::: Material provided :::
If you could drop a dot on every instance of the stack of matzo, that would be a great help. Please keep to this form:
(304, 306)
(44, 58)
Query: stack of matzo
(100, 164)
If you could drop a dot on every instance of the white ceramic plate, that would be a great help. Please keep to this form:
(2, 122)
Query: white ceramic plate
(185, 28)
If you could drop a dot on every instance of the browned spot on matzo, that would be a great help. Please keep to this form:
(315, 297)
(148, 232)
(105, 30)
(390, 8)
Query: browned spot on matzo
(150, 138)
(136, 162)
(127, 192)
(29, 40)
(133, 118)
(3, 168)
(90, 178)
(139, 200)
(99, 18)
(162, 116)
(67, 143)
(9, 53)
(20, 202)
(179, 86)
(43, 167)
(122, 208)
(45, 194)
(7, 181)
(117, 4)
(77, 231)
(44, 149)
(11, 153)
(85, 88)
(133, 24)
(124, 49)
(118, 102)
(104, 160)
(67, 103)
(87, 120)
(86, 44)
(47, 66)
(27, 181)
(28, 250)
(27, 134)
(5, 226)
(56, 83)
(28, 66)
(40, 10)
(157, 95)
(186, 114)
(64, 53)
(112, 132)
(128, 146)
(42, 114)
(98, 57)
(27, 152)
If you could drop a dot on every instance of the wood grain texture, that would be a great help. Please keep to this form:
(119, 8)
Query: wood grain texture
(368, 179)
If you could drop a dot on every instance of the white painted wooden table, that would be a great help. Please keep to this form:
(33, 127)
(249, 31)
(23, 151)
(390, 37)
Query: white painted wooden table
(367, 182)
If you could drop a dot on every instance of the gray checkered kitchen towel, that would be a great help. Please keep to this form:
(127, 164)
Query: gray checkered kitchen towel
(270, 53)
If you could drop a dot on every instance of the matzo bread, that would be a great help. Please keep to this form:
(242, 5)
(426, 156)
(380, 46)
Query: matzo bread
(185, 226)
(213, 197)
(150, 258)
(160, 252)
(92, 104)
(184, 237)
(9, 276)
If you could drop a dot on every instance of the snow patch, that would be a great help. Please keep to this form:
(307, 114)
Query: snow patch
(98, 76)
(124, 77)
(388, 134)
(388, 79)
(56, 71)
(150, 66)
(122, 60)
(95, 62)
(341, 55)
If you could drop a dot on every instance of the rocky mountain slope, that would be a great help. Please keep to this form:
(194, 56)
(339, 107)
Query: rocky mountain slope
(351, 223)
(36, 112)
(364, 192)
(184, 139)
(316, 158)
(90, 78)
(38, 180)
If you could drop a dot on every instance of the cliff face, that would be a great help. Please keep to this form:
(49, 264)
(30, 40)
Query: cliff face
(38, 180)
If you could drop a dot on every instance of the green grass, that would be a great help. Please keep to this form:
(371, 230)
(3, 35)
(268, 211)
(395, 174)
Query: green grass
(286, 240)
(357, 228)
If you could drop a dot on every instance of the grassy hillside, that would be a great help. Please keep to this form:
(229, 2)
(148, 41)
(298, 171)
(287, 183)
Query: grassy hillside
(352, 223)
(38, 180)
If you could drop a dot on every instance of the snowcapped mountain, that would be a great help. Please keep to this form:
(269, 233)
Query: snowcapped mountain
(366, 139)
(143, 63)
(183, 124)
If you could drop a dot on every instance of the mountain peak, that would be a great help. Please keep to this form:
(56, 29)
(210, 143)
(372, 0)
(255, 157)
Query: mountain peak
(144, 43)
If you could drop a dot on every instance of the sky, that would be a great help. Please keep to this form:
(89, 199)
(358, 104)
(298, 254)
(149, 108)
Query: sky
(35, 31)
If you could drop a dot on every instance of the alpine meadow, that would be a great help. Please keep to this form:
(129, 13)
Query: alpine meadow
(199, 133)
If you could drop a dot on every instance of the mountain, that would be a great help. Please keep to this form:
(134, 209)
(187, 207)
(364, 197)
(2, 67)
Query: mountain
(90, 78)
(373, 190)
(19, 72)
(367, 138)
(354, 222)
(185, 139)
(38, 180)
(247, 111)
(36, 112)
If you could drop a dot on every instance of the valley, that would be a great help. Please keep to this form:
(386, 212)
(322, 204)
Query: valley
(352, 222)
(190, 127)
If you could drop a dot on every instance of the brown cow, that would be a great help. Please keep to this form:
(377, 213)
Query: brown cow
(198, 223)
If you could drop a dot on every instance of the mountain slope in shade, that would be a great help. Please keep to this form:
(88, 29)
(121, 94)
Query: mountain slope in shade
:::
Format every line of the items above as a Markdown table with the columns Row and Line, numbering each line in Row and omitting blank lines.

▶ Task response
| Row | Line |
|---|---|
| 1 | If you could drop a dot on every instance of the stack of matzo, that would be a great help. Please keep to this form: |
| 2 | (304, 306) |
| 3 | (44, 58) |
| 4 | Query: stack of matzo |
| 5 | (100, 164) |
| 6 | If you could drop a dot on every instance of the white ceramic plate, that would be a great help. Please keep to this form: |
| 7 | (2, 122) |
| 8 | Query: white ceramic plate |
| 9 | (185, 28) |
| 10 | If you could drop a dot on every instance of the browned spot on matzo, that would be a great help. Please keep to this form: |
| 11 | (315, 297) |
| 12 | (148, 232) |
| 13 | (105, 30) |
| 14 | (390, 8) |
| 15 | Query: browned spot on matzo |
| 16 | (150, 138) |
| 17 | (136, 162) |
| 18 | (127, 192) |
| 19 | (29, 40) |
| 20 | (133, 118) |
| 21 | (3, 168) |
| 22 | (90, 178) |
| 23 | (139, 200) |
| 24 | (99, 18) |
| 25 | (162, 116) |
| 26 | (67, 143) |
| 27 | (9, 53) |
| 28 | (20, 202) |
| 29 | (179, 86) |
| 30 | (43, 167) |
| 31 | (122, 208) |
| 32 | (45, 194) |
| 33 | (7, 181) |
| 34 | (117, 4) |
| 35 | (77, 231) |
| 36 | (44, 149) |
| 37 | (11, 153) |
| 38 | (85, 88) |
| 39 | (133, 24) |
| 40 | (124, 49) |
| 41 | (118, 102) |
| 42 | (104, 160) |
| 43 | (67, 103) |
| 44 | (87, 120) |
| 45 | (86, 44) |
| 46 | (47, 66) |
| 47 | (27, 181) |
| 48 | (28, 250) |
| 49 | (27, 134) |
| 50 | (5, 226) |
| 51 | (56, 83) |
| 52 | (28, 66) |
| 53 | (40, 10) |
| 54 | (157, 95) |
| 55 | (186, 114) |
| 56 | (64, 53) |
| 57 | (112, 132) |
| 58 | (128, 146) |
| 59 | (42, 114) |
| 60 | (98, 57) |
| 61 | (27, 152) |
| 62 | If you could drop a dot on every instance of the wood grain texture, that would be a great help. Please keep to this form: |
| 63 | (119, 8) |
| 64 | Query: wood grain texture |
| 65 | (368, 179) |
| 66 | If you could drop a dot on every instance of the white painted wooden table, that would be a great help. Please keep to this form: |
| 67 | (33, 127) |
| 68 | (249, 31) |
| 69 | (23, 151) |
| 70 | (390, 37) |
| 71 | Query: white painted wooden table |
| 72 | (367, 182) |
| 73 | If you could drop a dot on every instance of the gray checkered kitchen towel, that would be a great help. Please keep to this form: |
| 74 | (127, 164) |
| 75 | Query: gray checkered kitchen towel |
| 76 | (270, 53) |
| 77 | If you could drop a dot on every instance of the matzo bread, that would be a great help. Please keep to this form: |
| 78 | (242, 5) |
| 79 | (426, 156) |
| 80 | (380, 46) |
| 81 | Query: matzo bread |
| 82 | (185, 226) |
| 83 | (213, 197) |
| 84 | (150, 258) |
| 85 | (160, 252) |
| 86 | (92, 104) |
| 87 | (184, 237) |
| 88 | (9, 276) |
| 89 | If you could drop a dot on every instance of the snow patch, that would be a great help. Please keep to this form: |
| 90 | (307, 114) |
| 91 | Query: snow patch |
| 92 | (98, 76) |
| 93 | (124, 77) |
| 94 | (388, 134) |
| 95 | (388, 79) |
| 96 | (56, 71) |
| 97 | (150, 66) |
| 98 | (122, 60) |
| 99 | (95, 62) |
| 100 | (341, 55) |
| 101 | If you could drop a dot on every instance of the rocky mountain slope, that would be a great help. Please keep to this form: |
| 102 | (194, 56) |
| 103 | (339, 107) |
| 104 | Query: rocky mountain slope |
| 105 | (351, 223) |
| 106 | (36, 112) |
| 107 | (364, 192) |
| 108 | (184, 139) |
| 109 | (316, 158) |
| 110 | (90, 78) |
| 111 | (38, 180) |
| 112 | If you could drop a dot on every instance of the cliff face, that would be a great help. Please keep to this form: |
| 113 | (49, 264) |
| 114 | (30, 40) |
| 115 | Query: cliff face |
| 116 | (38, 180) |
| 117 | If you could drop a dot on every instance of the green grass, that would be a great help. Please keep to this form: |
| 118 | (371, 230) |
| 119 | (3, 35) |
| 120 | (268, 211) |
| 121 | (395, 174) |
| 122 | Query: green grass |
| 123 | (286, 240) |
| 124 | (357, 228) |
| 125 | If you could drop a dot on every instance of the grassy hillside, that would be a great help. Please keep to this form: |
| 126 | (229, 2) |
| 127 | (148, 41) |
| 128 | (298, 171) |
| 129 | (287, 183) |
| 130 | Query: grassy hillside |
| 131 | (352, 223) |
| 132 | (38, 180) |
| 133 | If you could drop a dot on every instance of the snowcapped mountain, that would be a great help. Please keep to this form: |
| 134 | (269, 233) |
| 135 | Query: snowcapped mountain |
| 136 | (366, 139) |
| 137 | (143, 63) |
| 138 | (183, 124) |
| 139 | If you could drop a dot on every instance of the mountain peak, that would be a great help. Please keep to this form: |
| 140 | (56, 29) |
| 141 | (210, 143) |
| 142 | (372, 0) |
| 143 | (255, 157) |
| 144 | Query: mountain peak |
| 145 | (144, 43) |
| 146 | If you could drop a dot on every instance of the sky, that would be a great help. Please keep to this form: |
| 147 | (89, 199) |
| 148 | (358, 104) |
| 149 | (298, 254) |
| 150 | (149, 108) |
| 151 | Query: sky |
| 152 | (35, 31) |
| 153 | If you could drop a dot on every instance of the alpine meadow, that would be a great help. Please keep to this form: |
| 154 | (129, 13) |
| 155 | Query: alpine meadow |
| 156 | (199, 133) |
| 157 | If you could drop a dot on every instance of the mountain, that would be a great help. Please keep to this form: |
| 158 | (134, 209) |
| 159 | (187, 207) |
| 160 | (364, 197) |
| 161 | (2, 67) |
| 162 | Query: mountain |
| 163 | (90, 78) |
| 164 | (373, 190) |
| 165 | (19, 72) |
| 166 | (367, 138) |
| 167 | (354, 222) |
| 168 | (185, 139) |
| 169 | (38, 180) |
| 170 | (247, 111) |
| 171 | (36, 112) |
| 172 | If you could drop a dot on every instance of the valley, that would be a great help. Please keep to this form: |
| 173 | (386, 212) |
| 174 | (322, 204) |
| 175 | Query: valley |
| 176 | (352, 222) |
| 177 | (190, 127) |
| 178 | If you could drop a dot on every instance of the brown cow, that would be a great help. Please keep to this form: |
| 179 | (377, 213) |
| 180 | Query: brown cow |
| 181 | (198, 223) |
| 182 | If you could drop a dot on every instance of the mountain slope in shade, that would be a great help. Please keep to this form: |
| 183 | (88, 29) |
| 184 | (121, 94) |
| 185 | Query: mountain slope in shade |